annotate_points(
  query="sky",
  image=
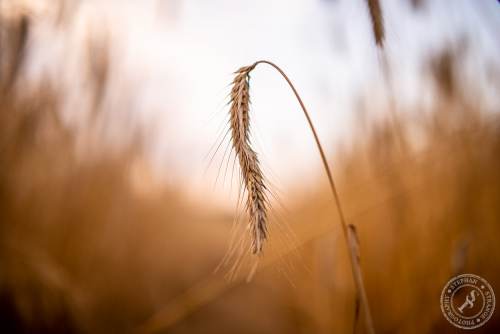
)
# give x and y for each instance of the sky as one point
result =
(172, 63)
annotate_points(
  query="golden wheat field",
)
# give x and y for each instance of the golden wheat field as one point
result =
(123, 210)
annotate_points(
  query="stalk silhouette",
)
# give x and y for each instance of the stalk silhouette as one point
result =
(256, 204)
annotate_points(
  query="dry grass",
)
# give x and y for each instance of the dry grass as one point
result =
(256, 202)
(82, 251)
(377, 21)
(253, 179)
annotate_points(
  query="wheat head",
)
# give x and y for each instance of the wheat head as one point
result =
(253, 179)
(377, 21)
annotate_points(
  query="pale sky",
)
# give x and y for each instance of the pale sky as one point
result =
(172, 63)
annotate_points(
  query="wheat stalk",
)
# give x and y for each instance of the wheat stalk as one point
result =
(256, 202)
(377, 21)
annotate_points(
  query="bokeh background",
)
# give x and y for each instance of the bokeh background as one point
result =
(118, 193)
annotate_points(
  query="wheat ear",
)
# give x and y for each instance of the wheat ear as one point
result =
(256, 203)
(377, 21)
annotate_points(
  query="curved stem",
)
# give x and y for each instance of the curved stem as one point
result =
(349, 233)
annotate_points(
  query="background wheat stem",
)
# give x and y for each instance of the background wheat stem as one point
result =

- [What is needed] Please reproduce all of the data above, scaling each x and y point coordinate in the results by 2.1 and rounding it to a whole number, with halves rounded up. Omit the pictures.

- [The output]
annotate_points(
  query="sky",
  image=
)
# give x and y for each instance of the sky as one point
result =
(361, 132)
annotate_points(
  query="golden wheat field",
)
# give x and y for each instance of the golden wheat field as one point
result =
(258, 441)
annotate_points(
  query="stalk silhouette",
)
# give x and y for each instance of the stalk silhouette as one point
result =
(538, 428)
annotate_points(
  query="dry grass",
)
# give x and y for each instance of the dry grass as one point
result =
(538, 424)
(172, 527)
(792, 44)
(531, 376)
annotate_points(
  query="wheat head",
)
# give x and y for each instance of the wheat head as one point
result =
(531, 376)
(792, 44)
annotate_points(
  query="pale sky",
)
# give x and y for each instance of the pale sky as one point
result =
(361, 132)
annotate_points(
  query="wheat stalk",
)
# give x and y for each instance of the wheat stalk as one point
result =
(538, 424)
(792, 44)
annotate_points(
  query="bokeh background",
)
# give x and y for each instance of the bokeh background as one point
result =
(248, 405)
annotate_points(
  query="wheat ear",
)
# give x and y for each instance of the wheat ear as one point
result =
(538, 426)
(792, 44)
annotate_points(
  query="curved stem",
)
# give x and y for each instance of the curved stem as one point
result =
(733, 489)
annotate_points(
  query="background wheat stem",
)
# give x and y for each instance of the background wheat stem as one point
result =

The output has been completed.